** START OF ROWS **

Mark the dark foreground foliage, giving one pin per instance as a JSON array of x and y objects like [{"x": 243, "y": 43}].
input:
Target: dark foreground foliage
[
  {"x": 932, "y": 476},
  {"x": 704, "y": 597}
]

** END OF ROWS **
** START OF ROWS **

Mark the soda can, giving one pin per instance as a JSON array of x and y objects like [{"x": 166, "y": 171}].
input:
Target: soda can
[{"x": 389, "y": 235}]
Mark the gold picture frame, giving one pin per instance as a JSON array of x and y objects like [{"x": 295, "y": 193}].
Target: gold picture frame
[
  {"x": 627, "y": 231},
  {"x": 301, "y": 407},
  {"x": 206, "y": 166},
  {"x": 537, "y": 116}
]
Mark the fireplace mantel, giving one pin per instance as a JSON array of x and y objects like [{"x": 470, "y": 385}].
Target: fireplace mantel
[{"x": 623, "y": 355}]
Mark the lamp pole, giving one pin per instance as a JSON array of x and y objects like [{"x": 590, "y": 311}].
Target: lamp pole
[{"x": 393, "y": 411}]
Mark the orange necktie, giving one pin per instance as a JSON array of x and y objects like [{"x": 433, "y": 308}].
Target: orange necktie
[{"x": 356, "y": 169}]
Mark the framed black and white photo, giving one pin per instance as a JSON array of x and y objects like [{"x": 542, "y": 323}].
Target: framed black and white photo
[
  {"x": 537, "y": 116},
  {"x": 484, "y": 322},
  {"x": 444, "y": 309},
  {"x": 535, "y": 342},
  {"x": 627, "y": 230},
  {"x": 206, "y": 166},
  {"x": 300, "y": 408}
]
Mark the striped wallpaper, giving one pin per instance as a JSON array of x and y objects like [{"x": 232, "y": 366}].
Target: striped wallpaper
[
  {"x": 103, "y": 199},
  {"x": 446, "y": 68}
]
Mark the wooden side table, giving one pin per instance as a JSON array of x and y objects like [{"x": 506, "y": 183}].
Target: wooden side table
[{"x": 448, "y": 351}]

** END OF ROWS **

**EXERCISE DIRECTIONS:** How many lines in the data above contain the string "soda"? Reply with only the number.

**ANSWER TO THE EXERCISE:** 2